---- Records for the exercise
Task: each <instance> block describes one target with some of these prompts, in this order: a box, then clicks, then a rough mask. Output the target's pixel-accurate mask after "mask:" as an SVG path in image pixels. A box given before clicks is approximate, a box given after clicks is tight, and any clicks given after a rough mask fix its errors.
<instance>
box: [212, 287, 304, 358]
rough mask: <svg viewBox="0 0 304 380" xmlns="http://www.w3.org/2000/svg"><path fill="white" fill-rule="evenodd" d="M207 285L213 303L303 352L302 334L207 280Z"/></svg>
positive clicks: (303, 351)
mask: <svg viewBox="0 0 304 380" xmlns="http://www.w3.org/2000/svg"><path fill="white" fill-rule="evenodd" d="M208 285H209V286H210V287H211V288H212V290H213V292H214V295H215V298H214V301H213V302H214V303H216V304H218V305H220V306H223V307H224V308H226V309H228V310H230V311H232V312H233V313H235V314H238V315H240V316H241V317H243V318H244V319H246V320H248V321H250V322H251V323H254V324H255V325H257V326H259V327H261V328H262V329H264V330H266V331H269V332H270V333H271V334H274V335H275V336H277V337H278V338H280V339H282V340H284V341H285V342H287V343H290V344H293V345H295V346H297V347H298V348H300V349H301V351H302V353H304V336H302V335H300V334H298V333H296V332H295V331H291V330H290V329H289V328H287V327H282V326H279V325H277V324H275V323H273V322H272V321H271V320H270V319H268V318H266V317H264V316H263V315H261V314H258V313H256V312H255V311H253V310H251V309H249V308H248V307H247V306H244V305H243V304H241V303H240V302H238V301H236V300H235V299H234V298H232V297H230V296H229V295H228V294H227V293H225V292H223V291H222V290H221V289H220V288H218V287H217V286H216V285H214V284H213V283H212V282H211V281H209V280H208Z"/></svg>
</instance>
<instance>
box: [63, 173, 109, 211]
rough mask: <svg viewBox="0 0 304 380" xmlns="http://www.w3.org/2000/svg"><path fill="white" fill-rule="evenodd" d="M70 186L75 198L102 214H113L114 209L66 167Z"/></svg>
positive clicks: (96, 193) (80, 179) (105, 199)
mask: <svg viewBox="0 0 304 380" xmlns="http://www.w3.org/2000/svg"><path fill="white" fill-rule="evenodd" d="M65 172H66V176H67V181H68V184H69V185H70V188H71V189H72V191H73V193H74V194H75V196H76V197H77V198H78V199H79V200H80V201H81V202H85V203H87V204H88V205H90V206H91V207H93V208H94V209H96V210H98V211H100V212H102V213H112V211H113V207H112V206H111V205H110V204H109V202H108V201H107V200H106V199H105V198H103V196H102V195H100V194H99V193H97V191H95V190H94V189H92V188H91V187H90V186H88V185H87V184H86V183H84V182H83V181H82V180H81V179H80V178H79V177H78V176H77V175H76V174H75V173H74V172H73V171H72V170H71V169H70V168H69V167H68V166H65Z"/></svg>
--------
---- Records for the exercise
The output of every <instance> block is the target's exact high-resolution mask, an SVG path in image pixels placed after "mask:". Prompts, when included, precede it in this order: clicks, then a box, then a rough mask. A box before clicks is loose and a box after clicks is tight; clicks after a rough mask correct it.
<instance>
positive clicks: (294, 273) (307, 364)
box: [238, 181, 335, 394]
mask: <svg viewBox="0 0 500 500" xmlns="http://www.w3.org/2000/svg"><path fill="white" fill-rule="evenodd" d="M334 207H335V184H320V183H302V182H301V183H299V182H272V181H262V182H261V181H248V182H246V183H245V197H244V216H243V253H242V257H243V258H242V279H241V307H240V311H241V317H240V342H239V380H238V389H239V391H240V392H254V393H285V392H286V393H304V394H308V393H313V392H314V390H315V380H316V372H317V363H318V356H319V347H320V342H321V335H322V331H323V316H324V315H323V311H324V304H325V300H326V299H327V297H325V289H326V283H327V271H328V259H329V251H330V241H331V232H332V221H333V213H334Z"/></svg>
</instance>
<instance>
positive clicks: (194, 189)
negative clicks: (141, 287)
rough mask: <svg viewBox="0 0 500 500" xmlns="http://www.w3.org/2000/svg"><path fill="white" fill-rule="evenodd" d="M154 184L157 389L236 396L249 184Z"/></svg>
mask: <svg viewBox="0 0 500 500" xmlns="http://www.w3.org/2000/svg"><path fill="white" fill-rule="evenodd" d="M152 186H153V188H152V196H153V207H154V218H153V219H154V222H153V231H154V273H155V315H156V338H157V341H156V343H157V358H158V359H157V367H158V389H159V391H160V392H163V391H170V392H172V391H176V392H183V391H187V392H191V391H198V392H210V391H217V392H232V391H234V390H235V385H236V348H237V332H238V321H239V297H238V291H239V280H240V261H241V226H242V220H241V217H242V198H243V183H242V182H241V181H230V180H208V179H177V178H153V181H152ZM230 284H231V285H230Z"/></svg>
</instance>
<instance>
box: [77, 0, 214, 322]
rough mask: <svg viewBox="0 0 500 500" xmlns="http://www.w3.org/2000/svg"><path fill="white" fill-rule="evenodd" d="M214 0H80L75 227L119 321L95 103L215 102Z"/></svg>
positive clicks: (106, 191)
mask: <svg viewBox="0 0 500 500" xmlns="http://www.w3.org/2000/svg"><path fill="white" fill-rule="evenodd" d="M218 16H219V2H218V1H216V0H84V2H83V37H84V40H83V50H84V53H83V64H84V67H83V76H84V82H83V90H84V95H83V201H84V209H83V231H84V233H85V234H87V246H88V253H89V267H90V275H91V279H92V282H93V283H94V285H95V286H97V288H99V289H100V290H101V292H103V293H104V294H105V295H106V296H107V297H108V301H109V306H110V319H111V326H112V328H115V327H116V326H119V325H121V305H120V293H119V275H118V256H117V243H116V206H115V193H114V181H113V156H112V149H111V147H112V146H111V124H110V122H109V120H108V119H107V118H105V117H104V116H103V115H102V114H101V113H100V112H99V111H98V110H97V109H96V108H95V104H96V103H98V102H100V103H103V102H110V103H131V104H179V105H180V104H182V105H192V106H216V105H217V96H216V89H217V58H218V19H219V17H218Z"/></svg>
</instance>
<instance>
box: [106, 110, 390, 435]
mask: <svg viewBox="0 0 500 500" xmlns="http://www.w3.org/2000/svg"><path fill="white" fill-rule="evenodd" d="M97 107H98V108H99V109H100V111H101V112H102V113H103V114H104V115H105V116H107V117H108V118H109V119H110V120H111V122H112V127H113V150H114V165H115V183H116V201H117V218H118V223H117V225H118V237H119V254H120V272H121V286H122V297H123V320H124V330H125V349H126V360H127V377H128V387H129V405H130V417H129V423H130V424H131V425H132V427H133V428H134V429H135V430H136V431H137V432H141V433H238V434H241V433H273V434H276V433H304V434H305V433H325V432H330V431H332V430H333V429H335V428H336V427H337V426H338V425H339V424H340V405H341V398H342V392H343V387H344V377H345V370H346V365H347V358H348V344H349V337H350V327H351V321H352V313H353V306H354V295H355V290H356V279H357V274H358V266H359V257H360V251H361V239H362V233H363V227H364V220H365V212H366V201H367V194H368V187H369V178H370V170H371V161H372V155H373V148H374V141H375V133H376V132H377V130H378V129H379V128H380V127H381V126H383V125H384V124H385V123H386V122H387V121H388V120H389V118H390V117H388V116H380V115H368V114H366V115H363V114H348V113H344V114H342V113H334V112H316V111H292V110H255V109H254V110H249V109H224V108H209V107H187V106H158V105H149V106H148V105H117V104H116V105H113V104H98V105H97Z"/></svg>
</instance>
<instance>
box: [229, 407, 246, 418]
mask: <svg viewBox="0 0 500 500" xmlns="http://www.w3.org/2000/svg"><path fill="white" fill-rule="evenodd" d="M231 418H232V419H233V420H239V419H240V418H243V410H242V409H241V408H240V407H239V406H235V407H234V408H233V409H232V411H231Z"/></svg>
--------
---- Records for the exercise
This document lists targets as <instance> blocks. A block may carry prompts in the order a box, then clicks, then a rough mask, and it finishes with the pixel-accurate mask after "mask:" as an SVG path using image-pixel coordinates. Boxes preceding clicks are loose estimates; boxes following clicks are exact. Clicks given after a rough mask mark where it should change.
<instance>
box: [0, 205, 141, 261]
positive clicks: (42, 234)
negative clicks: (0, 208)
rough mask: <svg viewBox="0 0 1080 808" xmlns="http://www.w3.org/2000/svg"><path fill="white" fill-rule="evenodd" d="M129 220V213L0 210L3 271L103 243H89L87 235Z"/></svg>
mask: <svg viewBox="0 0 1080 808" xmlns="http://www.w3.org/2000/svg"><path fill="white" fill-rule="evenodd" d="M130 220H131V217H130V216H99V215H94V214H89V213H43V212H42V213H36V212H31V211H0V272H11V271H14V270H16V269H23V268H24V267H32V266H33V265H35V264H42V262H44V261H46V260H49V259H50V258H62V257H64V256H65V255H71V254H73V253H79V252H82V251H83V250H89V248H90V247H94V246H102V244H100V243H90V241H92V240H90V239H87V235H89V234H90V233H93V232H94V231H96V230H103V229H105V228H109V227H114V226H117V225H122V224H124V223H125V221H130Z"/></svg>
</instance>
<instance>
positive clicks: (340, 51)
--------
- [Task instructions]: Scan the records above for the lines holding "negative clicks: (141, 287)" and "0H80L75 227L119 321L95". Transcribe those two and every line between them word for word, and no others.

- [Exercise answer]:
negative clicks: (141, 287)
rough mask: <svg viewBox="0 0 500 500" xmlns="http://www.w3.org/2000/svg"><path fill="white" fill-rule="evenodd" d="M154 184L157 389L236 396L249 184Z"/></svg>
mask: <svg viewBox="0 0 500 500" xmlns="http://www.w3.org/2000/svg"><path fill="white" fill-rule="evenodd" d="M152 186H153V188H152V196H153V207H154V218H153V219H154V222H153V231H154V273H155V315H156V338H157V341H156V343H157V358H158V359H157V367H158V389H159V391H160V392H163V391H170V392H172V391H176V392H183V391H187V392H191V391H198V392H210V391H217V392H232V391H234V390H235V385H236V348H237V332H238V321H239V297H238V291H239V280H240V261H241V226H242V220H241V217H242V198H243V183H242V182H241V181H230V180H208V179H177V178H153V181H152ZM230 284H231V285H230Z"/></svg>
</instance>
<instance>
box: [77, 0, 214, 322]
rough mask: <svg viewBox="0 0 500 500" xmlns="http://www.w3.org/2000/svg"><path fill="white" fill-rule="evenodd" d="M214 0H80L75 227L119 321L95 103L215 102Z"/></svg>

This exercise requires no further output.